• INSTRUCTIONS TO FOLLOW
Which lines in the records below contain the word "table"? Copy each of them.
** Opening GIVEN INFORMATION block **
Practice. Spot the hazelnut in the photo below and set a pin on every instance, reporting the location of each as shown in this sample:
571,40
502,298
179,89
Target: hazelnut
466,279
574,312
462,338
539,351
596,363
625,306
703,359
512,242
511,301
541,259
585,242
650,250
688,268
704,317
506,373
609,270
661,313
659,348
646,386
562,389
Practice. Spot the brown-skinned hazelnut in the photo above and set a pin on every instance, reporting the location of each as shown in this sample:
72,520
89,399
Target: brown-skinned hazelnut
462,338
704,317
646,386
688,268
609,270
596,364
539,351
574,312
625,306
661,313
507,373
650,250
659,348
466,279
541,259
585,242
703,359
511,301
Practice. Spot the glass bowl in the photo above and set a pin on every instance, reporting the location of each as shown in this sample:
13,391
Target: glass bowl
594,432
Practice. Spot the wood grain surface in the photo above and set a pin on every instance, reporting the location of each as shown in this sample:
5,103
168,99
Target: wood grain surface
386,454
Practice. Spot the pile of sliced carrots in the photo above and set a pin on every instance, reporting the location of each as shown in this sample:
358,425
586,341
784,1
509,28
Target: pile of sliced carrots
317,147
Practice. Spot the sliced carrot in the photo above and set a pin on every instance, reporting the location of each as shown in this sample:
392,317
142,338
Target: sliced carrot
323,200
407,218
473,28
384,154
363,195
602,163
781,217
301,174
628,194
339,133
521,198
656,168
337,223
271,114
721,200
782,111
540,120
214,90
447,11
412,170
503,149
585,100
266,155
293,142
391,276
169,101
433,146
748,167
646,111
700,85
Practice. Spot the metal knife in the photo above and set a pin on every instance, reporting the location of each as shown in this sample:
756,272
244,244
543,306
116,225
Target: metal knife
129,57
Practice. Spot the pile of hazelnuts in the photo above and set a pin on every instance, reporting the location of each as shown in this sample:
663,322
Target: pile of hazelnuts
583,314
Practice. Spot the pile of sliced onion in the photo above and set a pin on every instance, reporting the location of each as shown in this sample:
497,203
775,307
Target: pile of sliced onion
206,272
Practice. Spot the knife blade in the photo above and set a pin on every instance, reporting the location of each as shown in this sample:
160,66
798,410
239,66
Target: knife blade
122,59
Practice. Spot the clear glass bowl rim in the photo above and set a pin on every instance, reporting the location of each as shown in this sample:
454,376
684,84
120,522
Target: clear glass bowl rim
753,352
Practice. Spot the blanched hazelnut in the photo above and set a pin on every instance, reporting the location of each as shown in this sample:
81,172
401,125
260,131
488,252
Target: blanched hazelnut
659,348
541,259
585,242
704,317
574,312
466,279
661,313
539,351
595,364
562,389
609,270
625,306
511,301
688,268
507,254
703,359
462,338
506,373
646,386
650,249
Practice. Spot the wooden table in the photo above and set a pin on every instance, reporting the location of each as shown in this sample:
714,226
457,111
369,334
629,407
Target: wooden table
** Closing GIVEN INFORMATION block **
• YOUR SOLUTION
Practice. Spot the wooden table in the photo above and set a pin on every instance, reporting the location of each as shown in this sample:
Target: wooden table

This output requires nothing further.